Your task is to transcribe the entries below exactly, beginning with the line containing "Pin the lake cove" and ending with the final line, and to add nothing else.

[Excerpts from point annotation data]

:::::

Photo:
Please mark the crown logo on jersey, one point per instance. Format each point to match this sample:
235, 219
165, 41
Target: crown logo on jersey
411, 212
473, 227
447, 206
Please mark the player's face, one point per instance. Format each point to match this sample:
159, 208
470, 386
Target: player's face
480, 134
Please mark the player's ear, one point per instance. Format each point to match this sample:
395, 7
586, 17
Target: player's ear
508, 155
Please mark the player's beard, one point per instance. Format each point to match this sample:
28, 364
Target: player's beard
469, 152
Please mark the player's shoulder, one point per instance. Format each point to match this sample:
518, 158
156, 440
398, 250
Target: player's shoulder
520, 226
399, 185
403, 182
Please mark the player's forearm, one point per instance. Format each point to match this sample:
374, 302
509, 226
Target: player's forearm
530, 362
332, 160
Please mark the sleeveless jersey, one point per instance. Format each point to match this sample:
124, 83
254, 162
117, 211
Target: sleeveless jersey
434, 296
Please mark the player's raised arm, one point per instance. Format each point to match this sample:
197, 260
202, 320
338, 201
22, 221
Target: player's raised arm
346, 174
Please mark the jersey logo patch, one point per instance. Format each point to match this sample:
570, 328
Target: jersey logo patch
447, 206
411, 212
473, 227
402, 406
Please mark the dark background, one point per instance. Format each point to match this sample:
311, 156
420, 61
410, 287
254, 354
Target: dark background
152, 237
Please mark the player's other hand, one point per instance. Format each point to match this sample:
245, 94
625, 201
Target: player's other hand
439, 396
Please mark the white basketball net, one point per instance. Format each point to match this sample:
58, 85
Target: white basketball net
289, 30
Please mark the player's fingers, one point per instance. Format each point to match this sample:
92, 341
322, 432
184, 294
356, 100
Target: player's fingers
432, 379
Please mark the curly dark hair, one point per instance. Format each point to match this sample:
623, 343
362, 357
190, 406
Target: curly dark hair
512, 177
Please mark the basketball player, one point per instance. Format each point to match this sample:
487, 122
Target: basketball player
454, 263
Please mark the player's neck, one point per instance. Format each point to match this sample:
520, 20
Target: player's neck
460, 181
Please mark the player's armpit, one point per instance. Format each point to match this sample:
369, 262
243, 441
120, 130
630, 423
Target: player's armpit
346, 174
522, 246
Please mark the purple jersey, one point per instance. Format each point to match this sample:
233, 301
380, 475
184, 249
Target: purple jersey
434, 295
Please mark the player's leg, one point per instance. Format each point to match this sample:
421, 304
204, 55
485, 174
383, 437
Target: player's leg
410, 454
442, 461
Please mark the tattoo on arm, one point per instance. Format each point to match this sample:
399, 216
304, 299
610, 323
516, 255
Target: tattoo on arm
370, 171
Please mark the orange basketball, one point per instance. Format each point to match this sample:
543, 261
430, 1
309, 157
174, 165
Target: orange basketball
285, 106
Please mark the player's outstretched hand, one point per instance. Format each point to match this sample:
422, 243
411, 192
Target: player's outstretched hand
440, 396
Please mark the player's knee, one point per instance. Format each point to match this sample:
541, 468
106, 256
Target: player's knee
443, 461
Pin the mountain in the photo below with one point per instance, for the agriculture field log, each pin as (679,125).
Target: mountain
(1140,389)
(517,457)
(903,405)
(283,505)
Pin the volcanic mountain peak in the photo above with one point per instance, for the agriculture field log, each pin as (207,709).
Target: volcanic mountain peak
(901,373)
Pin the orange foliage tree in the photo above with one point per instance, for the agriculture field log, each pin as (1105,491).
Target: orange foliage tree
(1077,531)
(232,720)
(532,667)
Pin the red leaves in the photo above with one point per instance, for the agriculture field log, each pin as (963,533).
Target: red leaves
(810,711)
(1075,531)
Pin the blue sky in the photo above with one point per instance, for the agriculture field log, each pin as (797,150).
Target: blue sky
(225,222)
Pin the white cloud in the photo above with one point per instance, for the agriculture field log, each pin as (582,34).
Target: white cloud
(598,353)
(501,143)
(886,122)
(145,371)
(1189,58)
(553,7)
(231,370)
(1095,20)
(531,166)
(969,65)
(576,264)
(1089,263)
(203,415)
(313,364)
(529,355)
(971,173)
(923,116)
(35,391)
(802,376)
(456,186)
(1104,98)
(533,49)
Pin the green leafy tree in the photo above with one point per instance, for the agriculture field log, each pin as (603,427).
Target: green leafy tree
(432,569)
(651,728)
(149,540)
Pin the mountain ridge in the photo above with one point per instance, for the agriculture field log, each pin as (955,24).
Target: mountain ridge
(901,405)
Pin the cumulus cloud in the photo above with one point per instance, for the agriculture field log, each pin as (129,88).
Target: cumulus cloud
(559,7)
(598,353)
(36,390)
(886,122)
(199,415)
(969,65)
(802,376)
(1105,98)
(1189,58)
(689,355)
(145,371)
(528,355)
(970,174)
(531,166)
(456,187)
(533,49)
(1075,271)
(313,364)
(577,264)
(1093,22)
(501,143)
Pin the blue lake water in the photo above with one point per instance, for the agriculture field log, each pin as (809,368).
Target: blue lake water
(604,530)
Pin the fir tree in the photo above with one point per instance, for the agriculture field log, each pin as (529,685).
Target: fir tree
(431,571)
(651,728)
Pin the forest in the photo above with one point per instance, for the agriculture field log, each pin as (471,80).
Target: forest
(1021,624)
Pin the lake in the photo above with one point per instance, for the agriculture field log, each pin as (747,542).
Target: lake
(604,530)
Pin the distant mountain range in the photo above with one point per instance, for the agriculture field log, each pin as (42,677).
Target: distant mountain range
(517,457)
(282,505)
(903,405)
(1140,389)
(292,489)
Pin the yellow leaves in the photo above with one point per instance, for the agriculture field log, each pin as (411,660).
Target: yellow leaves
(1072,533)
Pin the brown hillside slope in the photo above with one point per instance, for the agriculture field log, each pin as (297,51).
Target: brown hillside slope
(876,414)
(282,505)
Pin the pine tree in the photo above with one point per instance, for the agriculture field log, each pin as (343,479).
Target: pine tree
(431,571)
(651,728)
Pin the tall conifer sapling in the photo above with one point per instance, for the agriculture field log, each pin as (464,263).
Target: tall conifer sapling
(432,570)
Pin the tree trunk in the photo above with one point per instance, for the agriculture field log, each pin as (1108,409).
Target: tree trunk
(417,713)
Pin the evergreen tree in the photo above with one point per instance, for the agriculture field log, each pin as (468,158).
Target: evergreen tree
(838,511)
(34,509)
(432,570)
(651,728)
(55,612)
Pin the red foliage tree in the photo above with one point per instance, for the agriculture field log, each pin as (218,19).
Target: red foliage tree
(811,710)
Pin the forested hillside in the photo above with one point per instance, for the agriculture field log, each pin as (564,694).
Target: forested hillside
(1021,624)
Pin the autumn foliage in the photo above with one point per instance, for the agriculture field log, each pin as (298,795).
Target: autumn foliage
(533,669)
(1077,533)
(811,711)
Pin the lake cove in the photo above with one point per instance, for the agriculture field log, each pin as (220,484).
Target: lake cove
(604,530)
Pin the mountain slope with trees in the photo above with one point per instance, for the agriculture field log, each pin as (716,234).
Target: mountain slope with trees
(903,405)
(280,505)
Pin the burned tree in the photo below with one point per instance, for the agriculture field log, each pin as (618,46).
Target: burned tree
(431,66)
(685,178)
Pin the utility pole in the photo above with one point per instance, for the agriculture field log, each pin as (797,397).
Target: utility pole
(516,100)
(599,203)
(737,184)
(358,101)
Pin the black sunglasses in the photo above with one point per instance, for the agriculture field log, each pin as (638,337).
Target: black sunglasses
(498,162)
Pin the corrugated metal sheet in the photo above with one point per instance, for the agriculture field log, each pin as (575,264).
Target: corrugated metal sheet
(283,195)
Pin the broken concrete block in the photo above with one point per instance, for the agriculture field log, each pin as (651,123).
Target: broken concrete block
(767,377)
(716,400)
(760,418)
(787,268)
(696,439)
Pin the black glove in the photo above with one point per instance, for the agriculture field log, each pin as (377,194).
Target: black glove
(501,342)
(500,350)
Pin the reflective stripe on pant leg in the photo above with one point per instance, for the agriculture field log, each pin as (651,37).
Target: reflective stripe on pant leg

:::::

* [FINAL RESULT]
Pin the lake cove in the photo above with one point per instance, for the agriculture field log, each pin as (220,484).
Target: lake cove
(604,530)
Pin the mountain slope with trees in the photo above with one point per instance, for the agriculture field log, each pin as (716,234).
Target: mountain slope with trees
(903,405)
(280,505)
Pin the burned tree in the photo below with one point per instance, for the agriculture field log, each pin as (618,46).
Target: burned tree
(431,66)
(685,178)
Pin the utility pole in the photo above with one point per instance, for the agriculture field log, each pin as (797,397).
Target: utility pole
(516,100)
(599,203)
(737,184)
(358,101)
Pin the black sunglasses in the photo above with one point per instance, for the agriculture field log, each pin as (638,337).
Target: black sunglasses
(498,162)
Pin the corrugated metal sheet in the photo above with one point per instance, for the agriculture field log, each pin as (575,264).
Target: corrugated metal sheet
(283,195)
Pin the broken concrete block in the photo above with one point per instance, for the agriculture field log, each pin as (651,123).
Target: broken concrete block
(767,377)
(716,400)
(760,418)
(787,268)
(696,439)
Pin the black glove in the photo above with one point per instance, for the agriculture field log, each pin as (377,194).
Target: black glove
(501,342)
(500,350)
Pin the reflective stripe on pant leg in the photo above with one point per instance, for the agriculture field log, each pin as (651,37).
Target: reflective stripe on pant leg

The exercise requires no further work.